▶ **Selected extract**
Traditionally, the U.S. immigration process involves navigating a labyrinthine bureaucracy–red tape, hoops to jump through, etc.  For those without the resources or time for the legal route, there’s always the option of braving the dangerous wilderness of the U.S.-Mexico border. While neither route can be described as “convenient,” these are certainly the most popular methods of entry. But another route of immigration is proving increasingly promising: investing in U.S. business ventures to obtain a green card.

A while back, I discussed some of the details of this investment/immigration strategy. The EB-5 Visa for Immigrant Investors first appeared over 20 years  ago as part of the Immigration Act of 1990. Designed to stimulate economic activity (as the country emerged from the Savings & Loan crisis, etc.), the policy offered the incentive of a green card to foreign investors with either $1,000,000 or $500,000 (depending on the area) in a venture that created at least 10 U.S. jobs. While some have criticized the EB-5 Visa as a way for wealthy investors to circumvent the country’s usual immigration process (a legitimate complaint), the citizenship-for-investment program has seen very few takers because of its cumbersome requirements and inefficient management.

Still, anything that draws foreign capital is worth looking into, for real estate endeavors or anything else, and it looks like EB-5 still has a future. Last fall, Congress approved the continuation of this program (in a shameful act of bipartisan effectiveness). Recent policy changes are making the green-card-for-capital strategy more viable, particularly, I think, for private investors in U.S. real estate.

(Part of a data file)
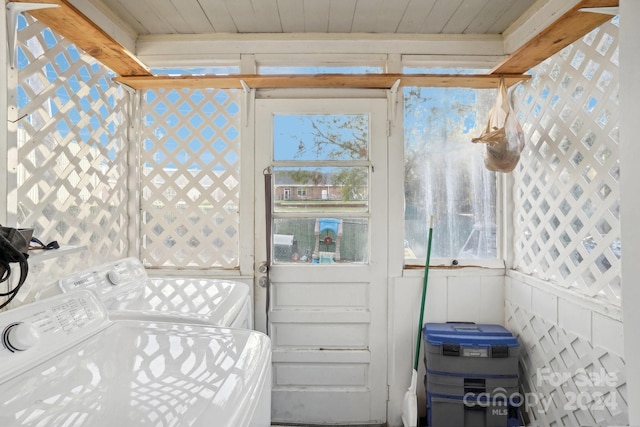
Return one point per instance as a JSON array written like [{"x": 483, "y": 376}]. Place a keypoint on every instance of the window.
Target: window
[
  {"x": 325, "y": 157},
  {"x": 445, "y": 174}
]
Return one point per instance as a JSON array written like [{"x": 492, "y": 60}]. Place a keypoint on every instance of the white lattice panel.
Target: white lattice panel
[
  {"x": 191, "y": 181},
  {"x": 566, "y": 186},
  {"x": 566, "y": 381},
  {"x": 71, "y": 145}
]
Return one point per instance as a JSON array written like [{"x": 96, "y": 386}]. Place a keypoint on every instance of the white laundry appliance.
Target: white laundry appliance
[
  {"x": 65, "y": 363},
  {"x": 128, "y": 292}
]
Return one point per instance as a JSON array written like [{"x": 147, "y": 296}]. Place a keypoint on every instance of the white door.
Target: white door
[{"x": 327, "y": 314}]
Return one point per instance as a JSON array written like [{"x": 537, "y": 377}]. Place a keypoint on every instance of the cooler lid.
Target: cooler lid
[
  {"x": 470, "y": 335},
  {"x": 466, "y": 328}
]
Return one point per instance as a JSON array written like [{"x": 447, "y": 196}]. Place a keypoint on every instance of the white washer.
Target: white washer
[
  {"x": 129, "y": 293},
  {"x": 65, "y": 363}
]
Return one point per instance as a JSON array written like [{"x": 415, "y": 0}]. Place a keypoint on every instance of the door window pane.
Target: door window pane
[
  {"x": 315, "y": 137},
  {"x": 320, "y": 240},
  {"x": 328, "y": 189}
]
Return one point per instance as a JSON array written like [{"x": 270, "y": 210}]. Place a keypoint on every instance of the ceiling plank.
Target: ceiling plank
[
  {"x": 358, "y": 81},
  {"x": 570, "y": 27},
  {"x": 78, "y": 29}
]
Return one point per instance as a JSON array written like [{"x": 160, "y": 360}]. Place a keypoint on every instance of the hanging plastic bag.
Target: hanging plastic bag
[{"x": 503, "y": 135}]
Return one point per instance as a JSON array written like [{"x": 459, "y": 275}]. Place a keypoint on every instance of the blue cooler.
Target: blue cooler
[{"x": 472, "y": 375}]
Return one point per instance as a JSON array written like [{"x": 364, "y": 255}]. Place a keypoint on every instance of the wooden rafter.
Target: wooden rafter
[
  {"x": 570, "y": 27},
  {"x": 80, "y": 30},
  {"x": 358, "y": 81}
]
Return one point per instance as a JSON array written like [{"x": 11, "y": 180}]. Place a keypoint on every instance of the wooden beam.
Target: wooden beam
[
  {"x": 357, "y": 81},
  {"x": 81, "y": 31},
  {"x": 567, "y": 29}
]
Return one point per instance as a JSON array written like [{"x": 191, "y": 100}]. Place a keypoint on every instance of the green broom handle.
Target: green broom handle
[{"x": 424, "y": 294}]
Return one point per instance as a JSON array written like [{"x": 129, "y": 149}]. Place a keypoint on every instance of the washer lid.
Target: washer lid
[
  {"x": 119, "y": 284},
  {"x": 128, "y": 293},
  {"x": 137, "y": 373}
]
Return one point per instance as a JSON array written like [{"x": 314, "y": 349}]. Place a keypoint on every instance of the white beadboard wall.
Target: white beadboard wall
[{"x": 463, "y": 294}]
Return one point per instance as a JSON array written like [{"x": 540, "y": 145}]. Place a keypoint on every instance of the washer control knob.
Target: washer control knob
[
  {"x": 114, "y": 277},
  {"x": 20, "y": 336}
]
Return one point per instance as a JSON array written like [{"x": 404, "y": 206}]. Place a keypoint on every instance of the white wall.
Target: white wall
[{"x": 630, "y": 202}]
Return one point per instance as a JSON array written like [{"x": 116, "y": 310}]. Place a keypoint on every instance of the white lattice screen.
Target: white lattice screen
[
  {"x": 566, "y": 186},
  {"x": 566, "y": 220},
  {"x": 565, "y": 379},
  {"x": 190, "y": 179},
  {"x": 71, "y": 145}
]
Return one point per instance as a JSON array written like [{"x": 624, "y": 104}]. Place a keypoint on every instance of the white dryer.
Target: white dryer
[
  {"x": 65, "y": 363},
  {"x": 129, "y": 293}
]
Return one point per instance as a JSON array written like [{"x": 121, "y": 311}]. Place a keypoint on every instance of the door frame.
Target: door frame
[{"x": 379, "y": 260}]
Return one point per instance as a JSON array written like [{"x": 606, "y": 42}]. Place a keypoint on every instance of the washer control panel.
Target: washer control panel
[
  {"x": 35, "y": 331},
  {"x": 117, "y": 283}
]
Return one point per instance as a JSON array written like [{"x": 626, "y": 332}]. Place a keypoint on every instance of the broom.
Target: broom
[{"x": 410, "y": 404}]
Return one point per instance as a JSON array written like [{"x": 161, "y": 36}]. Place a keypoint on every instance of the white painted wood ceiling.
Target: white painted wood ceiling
[{"x": 152, "y": 17}]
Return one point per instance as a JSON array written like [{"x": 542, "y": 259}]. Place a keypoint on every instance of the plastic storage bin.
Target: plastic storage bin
[{"x": 471, "y": 375}]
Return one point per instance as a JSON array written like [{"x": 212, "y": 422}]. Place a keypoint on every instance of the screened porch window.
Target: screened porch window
[{"x": 445, "y": 174}]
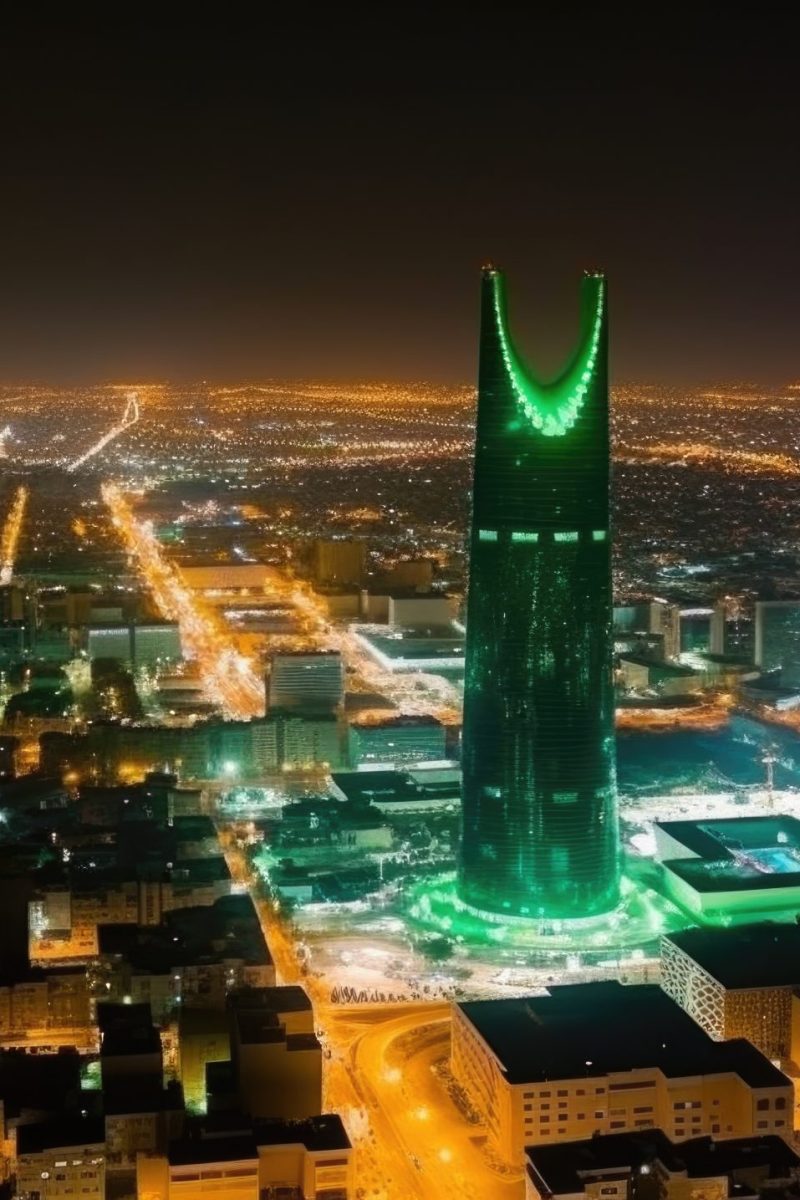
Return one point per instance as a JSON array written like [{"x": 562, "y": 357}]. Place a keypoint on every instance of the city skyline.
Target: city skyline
[{"x": 400, "y": 744}]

▶ **Your tasks**
[a] Summarize the EB-5 passage in two sentences.
[b] Answer these questions from the EB-5 passage:
(i) Which law first introduced the EB-5 Visa?
(ii) At least how many U.S. jobs must the venture create?
(iii) What did Congress approve last fall?
[c] Extend the EB-5 passage past its final sentence.

▶ **Answer set**
[a] Besides the bureaucratic legal process and the dangerous border crossing, investing in U.S. business ventures to obtain a green card is becoming an increasingly promising route of immigration. The EB-5 Visa for Immigrant Investors, created by the Immigration Act of 1990, offers a green card to foreign investors who put $1,000,000 or $500,000 into a venture that creates at least 10 U.S. jobs, and although cumbersome requirements and inefficient management have kept takers few, Congress approved its continuation last fall and recent policy changes are making it more viable.

[b]
(i) The Immigration Act of 1990
(ii) 10
(iii) The continuation of the EB-5 program

[c]
Since the recession, investment groups and developers in the States have had to seek creative solutions to secure financing, and the EB-5 program is one of those outside-the-box strategies we’ll likely see more of in 2013. Obviously, the green card is simply there to sweeten the deal; foreign investors are still going to examine real estate deals for their stability and potential returns. Fortunately, U.S. real estate often offers both these things, and the green card may be the one thing swaying investors to an opportunity in the States rather than Brazil or London.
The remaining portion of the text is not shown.